Records from a dataset:
※ ※ ※

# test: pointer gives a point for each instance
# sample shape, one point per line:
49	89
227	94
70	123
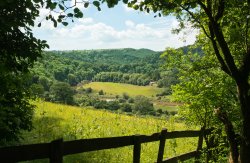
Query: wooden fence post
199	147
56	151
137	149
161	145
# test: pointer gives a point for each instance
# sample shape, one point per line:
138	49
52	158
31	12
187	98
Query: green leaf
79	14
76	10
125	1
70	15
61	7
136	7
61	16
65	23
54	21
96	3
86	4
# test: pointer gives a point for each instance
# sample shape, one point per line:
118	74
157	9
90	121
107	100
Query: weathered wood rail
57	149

※ ※ ※

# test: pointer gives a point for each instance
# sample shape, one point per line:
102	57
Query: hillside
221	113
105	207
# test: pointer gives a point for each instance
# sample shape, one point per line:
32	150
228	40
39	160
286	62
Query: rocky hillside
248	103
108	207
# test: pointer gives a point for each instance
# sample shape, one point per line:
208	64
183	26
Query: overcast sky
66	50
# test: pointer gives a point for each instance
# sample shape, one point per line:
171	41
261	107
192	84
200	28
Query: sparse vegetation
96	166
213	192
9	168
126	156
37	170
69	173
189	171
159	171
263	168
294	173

※ ※ ※

What is required ::
List every line of the material that contains the string "Query". Treat uppercase and lowercase letters as different.

Finished task ::
Query: wooden fence post
Query: green leaf
Query: weathered wood rail
Query: hillside
Query: rocky hillside
Query: overcast sky
Query: sparse vegetation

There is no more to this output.